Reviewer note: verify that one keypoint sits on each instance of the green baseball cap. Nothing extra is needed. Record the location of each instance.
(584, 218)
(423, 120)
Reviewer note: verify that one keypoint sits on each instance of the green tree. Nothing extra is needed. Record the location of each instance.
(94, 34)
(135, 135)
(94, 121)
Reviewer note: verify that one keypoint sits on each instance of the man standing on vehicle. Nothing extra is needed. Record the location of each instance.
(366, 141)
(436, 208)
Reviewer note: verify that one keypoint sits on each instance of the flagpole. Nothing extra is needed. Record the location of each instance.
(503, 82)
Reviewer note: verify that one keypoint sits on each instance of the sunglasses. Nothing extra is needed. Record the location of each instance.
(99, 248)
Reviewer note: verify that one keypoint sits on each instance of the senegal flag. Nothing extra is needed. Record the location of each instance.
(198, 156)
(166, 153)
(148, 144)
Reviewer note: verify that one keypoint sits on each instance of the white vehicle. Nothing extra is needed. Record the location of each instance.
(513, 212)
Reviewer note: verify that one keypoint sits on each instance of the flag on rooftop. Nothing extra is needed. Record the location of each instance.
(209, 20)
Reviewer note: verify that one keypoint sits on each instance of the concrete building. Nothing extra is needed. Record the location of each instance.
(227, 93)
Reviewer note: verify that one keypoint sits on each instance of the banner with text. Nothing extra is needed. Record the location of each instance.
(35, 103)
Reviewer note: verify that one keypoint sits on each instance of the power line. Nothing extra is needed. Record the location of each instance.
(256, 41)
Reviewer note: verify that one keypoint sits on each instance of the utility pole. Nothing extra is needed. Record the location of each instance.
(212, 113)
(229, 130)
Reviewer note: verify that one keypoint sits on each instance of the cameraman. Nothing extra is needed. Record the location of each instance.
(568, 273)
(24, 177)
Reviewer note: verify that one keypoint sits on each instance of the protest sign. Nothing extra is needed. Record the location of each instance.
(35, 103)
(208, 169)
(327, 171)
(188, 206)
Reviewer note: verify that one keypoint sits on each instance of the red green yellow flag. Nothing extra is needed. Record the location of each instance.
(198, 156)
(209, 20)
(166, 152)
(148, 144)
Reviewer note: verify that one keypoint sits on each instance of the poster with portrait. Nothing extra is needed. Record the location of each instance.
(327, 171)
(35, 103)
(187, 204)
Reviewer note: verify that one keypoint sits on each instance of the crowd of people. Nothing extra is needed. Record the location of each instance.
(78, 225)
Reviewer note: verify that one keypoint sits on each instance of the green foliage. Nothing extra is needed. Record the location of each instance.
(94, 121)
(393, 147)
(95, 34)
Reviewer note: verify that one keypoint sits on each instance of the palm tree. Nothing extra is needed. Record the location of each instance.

Stated task: Give back all the data exactly as written.

Written reply:
Reviewer note: verify that one keypoint sits on each instance of the green baseball cap. Nothing extra is needed. Record the location of each instance.
(584, 218)
(423, 120)
Reviewer note: verify that one keypoint sits on each instance of the green tree. Nothing extra is needed. Record the location of each instance.
(94, 34)
(135, 135)
(94, 121)
Reviewer note: verify that one keypoint sits on each instance of the man standing on vehicle. Nothing extra is needed. Record the location of each instance.
(366, 141)
(436, 208)
Reviewer note: verify that one keypoint sits on each instance of the flagpole. Nothing extra is needed. Record the location of each instance.
(503, 82)
Reviewer note: verify that one keypoint sits on each instance of the sunglasses. Nothing extra is needed. Record the location of each instance.
(99, 248)
Reviewer note: verify that one keypoint sits on each instance of the senegal flag. Nothing extra is needed. Record the location of each instance.
(198, 156)
(166, 153)
(148, 144)
Reviewer note: verify that one keypoint sits on each instance of the white vehicle. Nothing extra is needed. Record the location of each instance.
(513, 212)
Reviewer note: verify that one keypoint sits on each instance of the flag on rooftop. Nothing extra is needed. Record the location of each instance.
(209, 20)
Reviewer note: verify that one keypoint sits on each instance of the concrete building. Nothing extra is needed. Record the location of each instance.
(227, 93)
Reviewer note: verify that one keypoint sits on each instance of the banner with text. Nothing extra is needed. Record the location of each instance.
(35, 103)
Reviewer note: verify that one keypoint sits on each instance of the power line. Nothing extra is needed. Record the location of each instance.
(256, 41)
Reviewer note: verify that one keypoint sits on each instance of the utility pole. Nothing extra is needed. Record the location of each instance.
(212, 113)
(229, 130)
Reviewer note: verify that one keypoint sits on each instance of the cameraman. Nothing extra is needed. Record the location of each instance.
(568, 273)
(24, 177)
Reviewer note: verify that one keypoint sits on each instance of the protest sign. Nothing extra is needed. Record the location of each instance.
(35, 103)
(208, 169)
(327, 171)
(188, 206)
Reviewer note: verify that one keypoint sits on each instance of the red green yellow flag. Nothing extra is needed. Record the location of each instance.
(198, 156)
(209, 20)
(166, 152)
(148, 144)
Reviewer note: verify that one keypoint sits on each instance of the poster with portrait. Nothing extra is needed. Record the location of each instance.
(327, 171)
(35, 103)
(187, 204)
Reviewer note: verify that one keypoint sits on each instance of the crowd of people. Nothing extra is needed. Record the location of each instance.
(78, 225)
Reviewer note: verify that one keypoint sits on each instance of the green foliage. Nothing extra is needed. Record the location of each instance.
(94, 121)
(393, 147)
(95, 34)
Reviewer note: verify that one keypoint sits on each instance of the palm tree. Nothing extra is needed. Record the location of each instance.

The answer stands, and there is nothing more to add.